* **Extracted text**
━━━━━━━━

Wednesday, August 24, 2011

How do I say thank you?

Around this time last year I took Abigail potty one day and noticed a dark area on her right leg. I immediately asked Jason if he had ever noticed it before and he said he wasn't sure. So I filed it away under 'things to keep an eye on.' And keep an eye I did. When a small mass turned up underneath the area I felt like I knew what we were dealing with. And when we started seeing pain and itching, I knew before we ever even made that drive to have an MRI done that there was a tumor in my daughter's leg. This is the nature of NF.
And this year, well, things are different. Do I still worry from time to time that she has a tumor somewhere? Absolutely. I sometimes feel like I am just holding my breath and waiting for the world to be rocked again. But I also feel grateful.

━━━━━━━━

* **Dataset entries**
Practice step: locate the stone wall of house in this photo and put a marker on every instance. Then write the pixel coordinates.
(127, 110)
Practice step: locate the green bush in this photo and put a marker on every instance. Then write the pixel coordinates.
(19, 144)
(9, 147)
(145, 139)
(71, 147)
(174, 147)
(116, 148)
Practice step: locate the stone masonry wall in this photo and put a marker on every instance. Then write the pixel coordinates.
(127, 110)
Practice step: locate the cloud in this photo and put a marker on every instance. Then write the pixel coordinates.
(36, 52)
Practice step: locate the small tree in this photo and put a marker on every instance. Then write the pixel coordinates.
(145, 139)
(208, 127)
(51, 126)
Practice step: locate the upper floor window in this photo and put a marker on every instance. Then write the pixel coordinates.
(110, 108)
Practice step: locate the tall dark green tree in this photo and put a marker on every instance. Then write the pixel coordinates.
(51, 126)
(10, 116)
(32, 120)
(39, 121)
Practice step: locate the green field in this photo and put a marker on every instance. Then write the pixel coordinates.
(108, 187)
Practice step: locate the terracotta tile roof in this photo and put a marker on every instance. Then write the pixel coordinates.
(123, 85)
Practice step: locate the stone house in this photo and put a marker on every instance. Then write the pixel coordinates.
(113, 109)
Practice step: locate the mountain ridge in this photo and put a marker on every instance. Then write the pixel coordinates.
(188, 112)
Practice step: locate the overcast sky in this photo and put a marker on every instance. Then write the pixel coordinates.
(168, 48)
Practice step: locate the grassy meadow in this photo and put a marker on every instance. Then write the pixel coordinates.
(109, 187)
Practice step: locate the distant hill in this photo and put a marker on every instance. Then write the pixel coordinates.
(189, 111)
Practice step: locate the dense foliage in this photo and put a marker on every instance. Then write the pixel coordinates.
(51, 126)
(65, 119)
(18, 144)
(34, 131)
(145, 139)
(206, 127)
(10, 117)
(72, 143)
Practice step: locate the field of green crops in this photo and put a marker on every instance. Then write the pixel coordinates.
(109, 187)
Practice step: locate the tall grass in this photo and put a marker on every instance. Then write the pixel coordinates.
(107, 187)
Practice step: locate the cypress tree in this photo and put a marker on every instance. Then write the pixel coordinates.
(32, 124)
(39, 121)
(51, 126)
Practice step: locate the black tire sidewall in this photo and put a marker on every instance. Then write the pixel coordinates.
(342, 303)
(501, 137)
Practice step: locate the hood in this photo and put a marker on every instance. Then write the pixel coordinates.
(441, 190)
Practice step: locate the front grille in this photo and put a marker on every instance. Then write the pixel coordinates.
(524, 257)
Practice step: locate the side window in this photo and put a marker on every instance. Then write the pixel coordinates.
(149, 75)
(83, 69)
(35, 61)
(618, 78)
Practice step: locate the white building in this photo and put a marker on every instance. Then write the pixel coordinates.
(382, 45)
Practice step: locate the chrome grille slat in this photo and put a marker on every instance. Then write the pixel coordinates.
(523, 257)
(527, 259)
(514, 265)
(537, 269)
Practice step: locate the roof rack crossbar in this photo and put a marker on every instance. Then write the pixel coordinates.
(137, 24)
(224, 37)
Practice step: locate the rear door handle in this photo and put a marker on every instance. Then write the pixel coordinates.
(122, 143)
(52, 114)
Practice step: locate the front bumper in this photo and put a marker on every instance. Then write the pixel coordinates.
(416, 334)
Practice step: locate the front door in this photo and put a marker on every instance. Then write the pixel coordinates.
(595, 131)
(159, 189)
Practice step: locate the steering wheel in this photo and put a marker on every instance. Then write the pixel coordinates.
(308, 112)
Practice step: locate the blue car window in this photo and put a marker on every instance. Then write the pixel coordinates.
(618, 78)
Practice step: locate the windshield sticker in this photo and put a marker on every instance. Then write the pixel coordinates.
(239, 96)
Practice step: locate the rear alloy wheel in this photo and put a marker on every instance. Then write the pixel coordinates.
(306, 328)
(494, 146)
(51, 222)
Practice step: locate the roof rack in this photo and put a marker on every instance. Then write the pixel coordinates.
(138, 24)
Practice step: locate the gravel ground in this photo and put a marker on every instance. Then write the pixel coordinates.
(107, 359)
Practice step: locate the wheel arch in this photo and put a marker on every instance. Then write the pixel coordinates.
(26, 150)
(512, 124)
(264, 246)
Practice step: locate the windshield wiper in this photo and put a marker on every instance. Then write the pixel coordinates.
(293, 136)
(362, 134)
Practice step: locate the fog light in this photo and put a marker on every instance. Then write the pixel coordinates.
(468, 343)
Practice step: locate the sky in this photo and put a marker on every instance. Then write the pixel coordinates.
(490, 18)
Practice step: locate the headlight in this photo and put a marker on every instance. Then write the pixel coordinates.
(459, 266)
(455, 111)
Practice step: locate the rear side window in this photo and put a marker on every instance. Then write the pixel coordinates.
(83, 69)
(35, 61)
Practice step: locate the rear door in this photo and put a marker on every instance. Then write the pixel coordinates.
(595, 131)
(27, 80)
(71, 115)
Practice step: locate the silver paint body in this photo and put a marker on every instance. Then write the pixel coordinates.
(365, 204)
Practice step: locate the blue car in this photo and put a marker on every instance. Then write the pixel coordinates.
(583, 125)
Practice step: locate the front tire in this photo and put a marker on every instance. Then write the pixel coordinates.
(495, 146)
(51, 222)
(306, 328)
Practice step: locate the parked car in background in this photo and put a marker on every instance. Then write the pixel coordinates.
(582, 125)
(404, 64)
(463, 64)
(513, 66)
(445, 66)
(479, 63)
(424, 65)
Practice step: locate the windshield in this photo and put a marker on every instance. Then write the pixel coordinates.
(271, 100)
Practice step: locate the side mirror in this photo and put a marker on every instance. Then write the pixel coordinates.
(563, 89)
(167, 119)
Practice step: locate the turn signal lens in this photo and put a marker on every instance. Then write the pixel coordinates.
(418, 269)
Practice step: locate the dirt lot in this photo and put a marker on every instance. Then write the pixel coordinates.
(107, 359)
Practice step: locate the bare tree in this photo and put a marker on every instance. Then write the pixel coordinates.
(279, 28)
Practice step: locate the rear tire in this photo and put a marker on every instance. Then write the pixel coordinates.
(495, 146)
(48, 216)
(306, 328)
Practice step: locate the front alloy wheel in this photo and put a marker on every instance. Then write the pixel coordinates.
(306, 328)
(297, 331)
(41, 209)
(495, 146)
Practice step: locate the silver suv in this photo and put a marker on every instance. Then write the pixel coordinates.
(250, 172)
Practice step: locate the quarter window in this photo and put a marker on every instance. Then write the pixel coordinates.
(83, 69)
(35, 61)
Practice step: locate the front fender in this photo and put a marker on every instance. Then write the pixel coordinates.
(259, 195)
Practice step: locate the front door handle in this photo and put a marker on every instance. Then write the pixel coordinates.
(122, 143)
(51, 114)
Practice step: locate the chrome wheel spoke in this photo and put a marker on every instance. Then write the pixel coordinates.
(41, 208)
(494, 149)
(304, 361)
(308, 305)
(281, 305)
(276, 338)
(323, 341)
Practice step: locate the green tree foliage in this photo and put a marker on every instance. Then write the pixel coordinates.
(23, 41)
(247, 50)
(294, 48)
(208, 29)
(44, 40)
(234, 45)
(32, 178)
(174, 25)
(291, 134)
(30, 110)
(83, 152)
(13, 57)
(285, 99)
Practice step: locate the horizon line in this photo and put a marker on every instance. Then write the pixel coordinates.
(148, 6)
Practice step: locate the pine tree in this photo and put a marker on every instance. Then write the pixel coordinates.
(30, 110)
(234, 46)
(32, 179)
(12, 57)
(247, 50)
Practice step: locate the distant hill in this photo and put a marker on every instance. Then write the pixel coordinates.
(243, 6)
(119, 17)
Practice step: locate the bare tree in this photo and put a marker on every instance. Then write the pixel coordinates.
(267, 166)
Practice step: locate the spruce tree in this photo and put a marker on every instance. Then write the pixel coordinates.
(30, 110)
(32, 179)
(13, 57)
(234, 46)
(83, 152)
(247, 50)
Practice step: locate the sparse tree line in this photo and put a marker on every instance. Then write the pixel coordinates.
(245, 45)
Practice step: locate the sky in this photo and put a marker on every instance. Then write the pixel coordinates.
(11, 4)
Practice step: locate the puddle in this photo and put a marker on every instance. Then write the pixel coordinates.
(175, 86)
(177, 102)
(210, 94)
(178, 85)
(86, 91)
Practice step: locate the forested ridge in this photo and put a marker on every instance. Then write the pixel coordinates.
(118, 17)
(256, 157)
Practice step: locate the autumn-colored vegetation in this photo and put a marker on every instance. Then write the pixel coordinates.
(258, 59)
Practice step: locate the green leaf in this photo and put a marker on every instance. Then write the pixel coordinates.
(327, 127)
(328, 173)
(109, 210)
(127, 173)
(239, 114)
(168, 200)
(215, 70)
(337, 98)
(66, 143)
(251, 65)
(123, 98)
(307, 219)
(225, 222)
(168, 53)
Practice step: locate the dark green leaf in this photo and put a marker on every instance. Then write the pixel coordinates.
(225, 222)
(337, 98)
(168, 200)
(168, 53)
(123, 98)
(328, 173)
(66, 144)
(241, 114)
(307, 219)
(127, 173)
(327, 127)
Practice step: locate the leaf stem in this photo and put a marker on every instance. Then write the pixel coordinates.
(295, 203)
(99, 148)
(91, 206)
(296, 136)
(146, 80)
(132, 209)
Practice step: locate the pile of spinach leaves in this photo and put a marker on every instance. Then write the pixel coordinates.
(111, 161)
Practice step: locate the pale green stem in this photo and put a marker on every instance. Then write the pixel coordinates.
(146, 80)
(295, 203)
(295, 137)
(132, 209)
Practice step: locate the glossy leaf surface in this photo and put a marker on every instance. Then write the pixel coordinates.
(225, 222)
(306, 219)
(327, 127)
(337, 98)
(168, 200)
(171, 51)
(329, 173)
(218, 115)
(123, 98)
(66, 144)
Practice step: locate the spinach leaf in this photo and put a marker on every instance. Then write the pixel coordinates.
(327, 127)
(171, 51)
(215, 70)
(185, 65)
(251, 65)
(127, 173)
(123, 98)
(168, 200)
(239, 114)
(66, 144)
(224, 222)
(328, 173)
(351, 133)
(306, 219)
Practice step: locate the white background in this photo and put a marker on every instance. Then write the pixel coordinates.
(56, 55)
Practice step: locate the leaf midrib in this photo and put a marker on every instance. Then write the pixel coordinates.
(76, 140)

━━━━━━━━

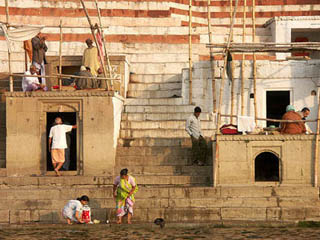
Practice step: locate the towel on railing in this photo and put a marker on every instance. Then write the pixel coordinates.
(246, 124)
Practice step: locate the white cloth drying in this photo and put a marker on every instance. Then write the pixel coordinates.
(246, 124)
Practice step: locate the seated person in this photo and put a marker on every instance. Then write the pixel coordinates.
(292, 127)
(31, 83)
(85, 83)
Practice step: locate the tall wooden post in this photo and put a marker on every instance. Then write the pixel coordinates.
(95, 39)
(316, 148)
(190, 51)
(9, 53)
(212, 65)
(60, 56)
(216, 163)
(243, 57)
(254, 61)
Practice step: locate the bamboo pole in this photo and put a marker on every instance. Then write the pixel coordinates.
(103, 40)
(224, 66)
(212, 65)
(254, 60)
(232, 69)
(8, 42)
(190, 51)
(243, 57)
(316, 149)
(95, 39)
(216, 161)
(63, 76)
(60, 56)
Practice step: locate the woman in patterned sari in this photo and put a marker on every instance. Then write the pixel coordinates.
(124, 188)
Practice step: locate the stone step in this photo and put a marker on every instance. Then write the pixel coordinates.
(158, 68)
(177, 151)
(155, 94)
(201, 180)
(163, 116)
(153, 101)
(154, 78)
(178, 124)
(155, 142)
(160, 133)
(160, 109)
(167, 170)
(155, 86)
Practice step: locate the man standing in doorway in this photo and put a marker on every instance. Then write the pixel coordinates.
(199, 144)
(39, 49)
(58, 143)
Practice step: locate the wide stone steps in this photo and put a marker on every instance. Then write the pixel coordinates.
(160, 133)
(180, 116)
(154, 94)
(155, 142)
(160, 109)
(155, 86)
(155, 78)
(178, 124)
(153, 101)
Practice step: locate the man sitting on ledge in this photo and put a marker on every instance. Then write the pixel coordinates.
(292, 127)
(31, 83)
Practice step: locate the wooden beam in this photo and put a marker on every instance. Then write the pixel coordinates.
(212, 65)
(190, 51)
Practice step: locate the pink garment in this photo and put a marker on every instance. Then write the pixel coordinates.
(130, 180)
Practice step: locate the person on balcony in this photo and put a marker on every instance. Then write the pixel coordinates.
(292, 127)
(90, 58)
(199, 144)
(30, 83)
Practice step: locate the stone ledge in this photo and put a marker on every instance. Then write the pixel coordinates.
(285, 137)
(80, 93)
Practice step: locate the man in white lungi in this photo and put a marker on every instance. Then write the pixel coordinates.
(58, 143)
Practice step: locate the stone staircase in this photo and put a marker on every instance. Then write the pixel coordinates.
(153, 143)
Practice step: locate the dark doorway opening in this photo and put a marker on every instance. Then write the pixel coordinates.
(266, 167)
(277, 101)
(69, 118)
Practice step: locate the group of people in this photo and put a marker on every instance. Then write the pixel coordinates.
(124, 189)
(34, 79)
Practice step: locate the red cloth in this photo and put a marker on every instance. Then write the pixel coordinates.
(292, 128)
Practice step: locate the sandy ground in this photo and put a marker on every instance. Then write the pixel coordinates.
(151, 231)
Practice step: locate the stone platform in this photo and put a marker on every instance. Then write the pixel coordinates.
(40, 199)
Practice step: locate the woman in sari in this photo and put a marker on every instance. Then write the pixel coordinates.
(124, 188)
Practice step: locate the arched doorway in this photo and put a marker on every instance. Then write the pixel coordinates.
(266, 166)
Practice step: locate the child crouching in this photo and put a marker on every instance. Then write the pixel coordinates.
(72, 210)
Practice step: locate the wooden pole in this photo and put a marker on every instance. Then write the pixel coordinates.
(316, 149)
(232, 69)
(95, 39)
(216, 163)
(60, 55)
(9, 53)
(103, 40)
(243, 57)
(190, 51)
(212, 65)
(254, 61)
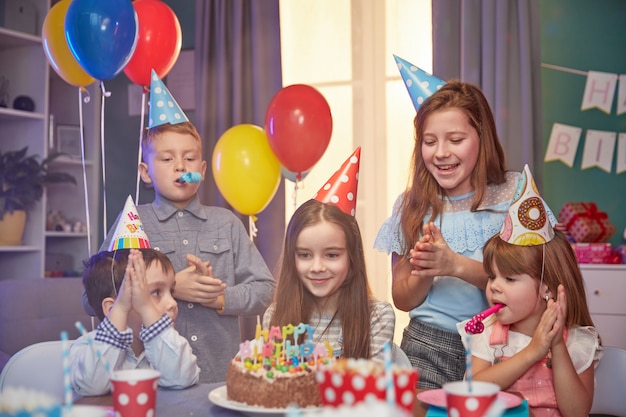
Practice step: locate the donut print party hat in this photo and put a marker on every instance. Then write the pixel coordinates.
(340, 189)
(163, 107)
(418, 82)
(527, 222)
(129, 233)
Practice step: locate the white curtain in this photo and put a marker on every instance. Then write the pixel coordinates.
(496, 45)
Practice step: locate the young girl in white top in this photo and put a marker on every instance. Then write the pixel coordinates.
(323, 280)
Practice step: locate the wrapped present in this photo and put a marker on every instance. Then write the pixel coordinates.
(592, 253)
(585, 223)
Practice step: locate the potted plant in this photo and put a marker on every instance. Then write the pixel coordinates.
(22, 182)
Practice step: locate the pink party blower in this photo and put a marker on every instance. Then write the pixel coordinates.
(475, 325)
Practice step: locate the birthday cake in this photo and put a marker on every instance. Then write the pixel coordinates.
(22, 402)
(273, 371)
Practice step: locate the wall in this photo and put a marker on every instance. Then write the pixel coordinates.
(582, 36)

━━━━━━━━

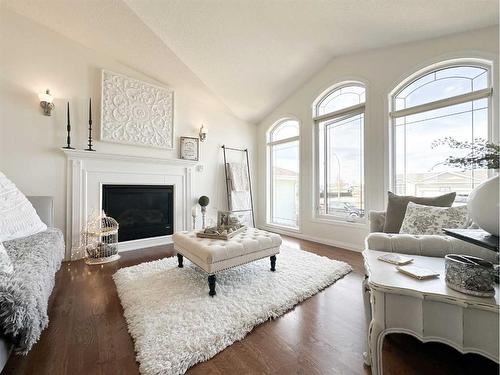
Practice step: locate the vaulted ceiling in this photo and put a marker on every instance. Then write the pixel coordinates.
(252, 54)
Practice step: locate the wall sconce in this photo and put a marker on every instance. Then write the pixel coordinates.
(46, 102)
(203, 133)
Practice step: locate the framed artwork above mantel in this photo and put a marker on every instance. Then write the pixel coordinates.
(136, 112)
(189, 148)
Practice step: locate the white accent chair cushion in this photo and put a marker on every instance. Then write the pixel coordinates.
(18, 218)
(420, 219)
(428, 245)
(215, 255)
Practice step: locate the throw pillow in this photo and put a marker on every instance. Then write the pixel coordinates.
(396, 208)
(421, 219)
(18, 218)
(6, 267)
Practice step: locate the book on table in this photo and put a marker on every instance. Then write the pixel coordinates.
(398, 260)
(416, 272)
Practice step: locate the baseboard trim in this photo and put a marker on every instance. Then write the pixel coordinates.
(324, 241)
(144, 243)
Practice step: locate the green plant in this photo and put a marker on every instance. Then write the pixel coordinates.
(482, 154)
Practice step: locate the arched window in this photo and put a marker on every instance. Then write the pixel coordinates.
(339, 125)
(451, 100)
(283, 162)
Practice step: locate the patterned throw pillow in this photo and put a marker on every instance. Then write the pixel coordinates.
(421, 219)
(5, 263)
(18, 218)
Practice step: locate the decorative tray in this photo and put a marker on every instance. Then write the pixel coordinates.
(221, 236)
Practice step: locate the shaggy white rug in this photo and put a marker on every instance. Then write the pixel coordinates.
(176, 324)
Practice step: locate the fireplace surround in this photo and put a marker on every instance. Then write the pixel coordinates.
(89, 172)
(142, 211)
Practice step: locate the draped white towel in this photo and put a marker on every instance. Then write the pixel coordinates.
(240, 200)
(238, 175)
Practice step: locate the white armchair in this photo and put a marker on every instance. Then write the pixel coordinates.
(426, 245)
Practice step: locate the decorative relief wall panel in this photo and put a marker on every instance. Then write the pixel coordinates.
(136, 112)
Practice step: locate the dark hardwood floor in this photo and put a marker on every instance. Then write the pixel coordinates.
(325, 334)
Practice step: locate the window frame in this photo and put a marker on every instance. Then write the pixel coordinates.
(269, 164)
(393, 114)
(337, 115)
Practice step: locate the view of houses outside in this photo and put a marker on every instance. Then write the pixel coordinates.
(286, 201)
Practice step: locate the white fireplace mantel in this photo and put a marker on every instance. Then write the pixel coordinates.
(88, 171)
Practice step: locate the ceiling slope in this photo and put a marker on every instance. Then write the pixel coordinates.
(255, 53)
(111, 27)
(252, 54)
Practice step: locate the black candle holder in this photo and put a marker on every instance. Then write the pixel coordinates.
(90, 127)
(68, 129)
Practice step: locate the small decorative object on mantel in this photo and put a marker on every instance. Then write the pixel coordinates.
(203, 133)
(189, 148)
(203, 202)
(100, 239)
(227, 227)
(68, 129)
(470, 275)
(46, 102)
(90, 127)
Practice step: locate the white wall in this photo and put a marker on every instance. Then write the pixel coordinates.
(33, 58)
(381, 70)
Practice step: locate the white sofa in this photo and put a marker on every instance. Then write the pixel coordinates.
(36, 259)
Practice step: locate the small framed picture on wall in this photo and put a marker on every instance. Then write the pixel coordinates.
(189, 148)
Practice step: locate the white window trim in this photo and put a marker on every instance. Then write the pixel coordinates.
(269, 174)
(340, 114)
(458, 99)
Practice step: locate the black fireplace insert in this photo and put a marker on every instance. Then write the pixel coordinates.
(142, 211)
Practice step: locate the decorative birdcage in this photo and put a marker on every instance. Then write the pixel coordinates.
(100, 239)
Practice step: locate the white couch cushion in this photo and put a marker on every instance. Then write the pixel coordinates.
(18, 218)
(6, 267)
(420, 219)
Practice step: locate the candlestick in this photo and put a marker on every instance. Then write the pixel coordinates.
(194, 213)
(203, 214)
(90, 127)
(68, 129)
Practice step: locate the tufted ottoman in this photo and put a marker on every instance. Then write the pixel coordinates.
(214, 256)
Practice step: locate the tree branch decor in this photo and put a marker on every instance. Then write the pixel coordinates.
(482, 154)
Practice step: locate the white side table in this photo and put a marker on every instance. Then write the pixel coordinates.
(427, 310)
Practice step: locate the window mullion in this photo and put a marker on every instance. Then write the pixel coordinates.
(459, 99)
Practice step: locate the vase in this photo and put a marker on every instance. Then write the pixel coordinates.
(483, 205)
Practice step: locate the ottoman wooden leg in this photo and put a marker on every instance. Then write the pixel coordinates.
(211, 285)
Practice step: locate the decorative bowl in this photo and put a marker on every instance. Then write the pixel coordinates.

━━━━━━━━

* **Questions on the material**
1. From the blog post about Abigail's leg, list every sign the writer noticed before the MRI.
2. Resume the blog post about Abigail's leg, picking up right after its last sentence.

* **Answer section**
1.
- a dark area on her right leg
- a small mass underneath the area
- pain
- itching

2.
I have tried over and over and over again to write a beautiful heartfelt thank you to everyone who donated money, posted our badge on their blog, and posted and re-posted the fundraiser for Abigail's surgery on facebook. But I can't ever quite find the right words to portray how I feel. I doubt that this blog post will even really come close to giving you a glimpse of how thankful I am. But I am going to try.
In a week and a half my little girl will turn three. Imagine, if you will, gearing up for your child's birthday. It is a time filled with joy, excitement, remembering and recounting the past. Then imagine knowing that inside of that same child you are celebrating is something small, that is growing, and has the possibility of robbing your child of walking, running, dancing, climbing, and even life under some circumstances. Despite the festivities, and even the smile you put on your face, there is a shadow of fear that covers over the celebration. This was where we were last year. We had not yet had the MRI confirm the tumor, but we knew.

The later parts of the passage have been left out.